**Short task 1**
In the Big Easy Busking preview, over how many rounds is the game played?
**Short task 2**
Write out the part of the Big Easy Busking preview that opens with the words containing "Disclaimer: This preview" and closes with "plays of the game.".
**Short task 3**
Continue the Big Easy Busking preview from the point where it stops.

Disclaimer: This preview is from a reviewer’s copy of the game that was provided by Weird Giraffe Games to Open Seat Gaming, but opinions are our own based on several plays of the game.
Game: Big Easy Busking
Publisher: Weird Giraffe Games
Designer: Joshua J Mills
Artists: Adrienne Ezell, Andrew Thompson
Main Game Mechanisms: Area Control / Area Influence, Hand Management
Number of Players: 1 to 5
Game Time: 45 to 60 minutes
Description: Big Easy Busking has players competing to gain influence over crowds on bustling streets in New Orleans. The game plays over 3 rounds, with the number of crowds available increasing over time. Players must manage their band members’ energy to play songs to the crowds to add influence there. Each player which meets the minimum influence threshold gains money at the end of the round, and the player with the most influence gets a larger money bonus as well.
Each turn starts with finishing a song (if you started one your previous turn). At that point, you can (optionally) tip your musicians, where you pay $1 for each energy cube you want to move from your reserve to the specific musician on your player card.
After you complete that, you can take one of the following actions:
- Play a song – Play a song card from your hand onto a crowd and move energy equal to its requirements from your matching band members onto the card.
- Learn a song – Spend an energy from each band member to learn an available song from the market. You keep that song for the rest of the game.
- Pass – You’re done for the round. Play continues with the other players until they also pass.

**Dataset content**
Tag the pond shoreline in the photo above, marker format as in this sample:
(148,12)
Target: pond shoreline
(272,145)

**Exercise output 1**
Three rounds.

**Exercise output 2**
Disclaimer: This preview is from a reviewer’s copy of the game that was provided by Weird Giraffe Games to Open Seat Gaming, but opinions are our own based on several plays of the game.

**Exercise output 3**
When you finish playing a song (the turn after starting it), you can move the energy cubes onto the crowd card as influence. If the song type doesn’t match the mood of that crowd, all energy must be moved. If the moods do match, you can choose whether to move all the energy and take $1 in tips, or move some of the energy to the crowd and take the rest back to your band members.
Can you successfully manage your energy, influence, and available songs to maximize your earned money? After 3 rounds the band with the most cash wins!
Review: First, I have to comment on the theme. How cool of an idea is it to have your own band that you’re busking with in New Orleans? Everything about the game screams New Orleans (from what I know of it – I have, sadly, never been there). When this game was in the development phase, I remember that Carla asked if anyone knew the term “Busking” – and while it’s not a universally recognized term, she learned that more people knew it than she realized. But, it’s a concept that everyone is familiar with if you’ve been to a city – street musicians.
Even though this was just a prototype, it looks great. The art is absolutely beautiful, with lots of bright, bold colors that stand out easily. According to their Kickstarter page, each of the player boards will have unique art – I can’t wait to see what that looks like! The commitment to diversity in the art that they have currently is fantastic, and I imagine it will maintain that level of diversity. Also, when you put the song cards together, they can make panoramas! How cool is that?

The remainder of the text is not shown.